>>>>

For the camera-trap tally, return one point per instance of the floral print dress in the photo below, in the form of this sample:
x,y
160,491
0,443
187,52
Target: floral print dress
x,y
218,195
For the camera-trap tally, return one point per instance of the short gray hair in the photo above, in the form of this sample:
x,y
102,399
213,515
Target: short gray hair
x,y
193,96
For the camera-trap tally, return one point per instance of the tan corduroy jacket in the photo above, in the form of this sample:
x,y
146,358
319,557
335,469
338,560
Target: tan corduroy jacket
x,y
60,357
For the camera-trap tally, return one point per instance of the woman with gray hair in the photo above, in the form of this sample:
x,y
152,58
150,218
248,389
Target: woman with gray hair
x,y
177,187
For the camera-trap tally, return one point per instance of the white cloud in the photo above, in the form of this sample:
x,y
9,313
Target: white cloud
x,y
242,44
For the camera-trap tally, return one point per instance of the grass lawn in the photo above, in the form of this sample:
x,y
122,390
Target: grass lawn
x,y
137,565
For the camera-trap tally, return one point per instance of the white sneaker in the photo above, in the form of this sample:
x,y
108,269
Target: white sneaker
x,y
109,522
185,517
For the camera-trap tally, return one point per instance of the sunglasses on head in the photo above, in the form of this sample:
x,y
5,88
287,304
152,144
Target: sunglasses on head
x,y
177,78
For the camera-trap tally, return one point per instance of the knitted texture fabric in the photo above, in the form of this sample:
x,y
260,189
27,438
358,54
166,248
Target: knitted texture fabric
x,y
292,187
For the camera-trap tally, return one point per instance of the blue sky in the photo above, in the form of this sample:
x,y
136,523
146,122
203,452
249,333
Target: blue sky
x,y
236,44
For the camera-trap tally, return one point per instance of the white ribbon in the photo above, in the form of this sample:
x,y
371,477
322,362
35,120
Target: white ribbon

<<<<

* [Problem details]: Output the entire listing precisely as it stands.

* [Solution to this problem]:
For the camera-trap tally, return one point per instance of the floral print dress in the photo below, in the form of this sample:
x,y
160,491
0,443
187,52
Target: floral print dress
x,y
218,195
For the camera-trap tally, return one point per instance of the short gray hair in the photo above, in the form of this sample:
x,y
102,399
213,515
Target: short gray hair
x,y
193,96
For the camera-trap tally, return one point per instance of the tan corduroy jacket in the photo above, in the form of this sample:
x,y
146,358
319,557
335,469
338,560
Target: tan corduroy jacket
x,y
60,357
For the camera-trap tally, return one point per instance of the woman with gray hair in the photo above, in the form of this sample:
x,y
152,58
150,218
248,389
Target: woman with gray hair
x,y
177,187
For the camera-trap tally, return one point per instance of the white cloud in the photo above, in the form of this sample:
x,y
9,313
Target: white cloud
x,y
242,44
For the camera-trap tally, return one point per instance of the grass lawn in the photo above, in the form of this sample:
x,y
122,390
Target: grass lawn
x,y
137,565
For the camera-trap tally, return one point per instance of the white sneaker in the photo above, in the form of this sample:
x,y
108,269
Target: white sneaker
x,y
109,522
185,517
For the camera-trap tally, return one point per instance of the sunglasses on head in the photo above, in the form of this sample:
x,y
5,88
287,304
152,144
Target: sunglasses on head
x,y
177,78
For the camera-trap tally, return one point per instance of the knitted texture fabric in the photo above, in the form of this sample:
x,y
260,189
27,438
358,54
166,248
Target: knitted texture fabric
x,y
292,187
For the camera-trap tally, return one point per instance of the blue sky in the photo above, in the form of this sample:
x,y
136,523
146,122
203,452
249,333
Target: blue sky
x,y
236,44
For the camera-trap tally, return one point per instance of the white ribbon in the photo above, in the form of this sample:
x,y
371,477
322,362
35,120
Target: white ribbon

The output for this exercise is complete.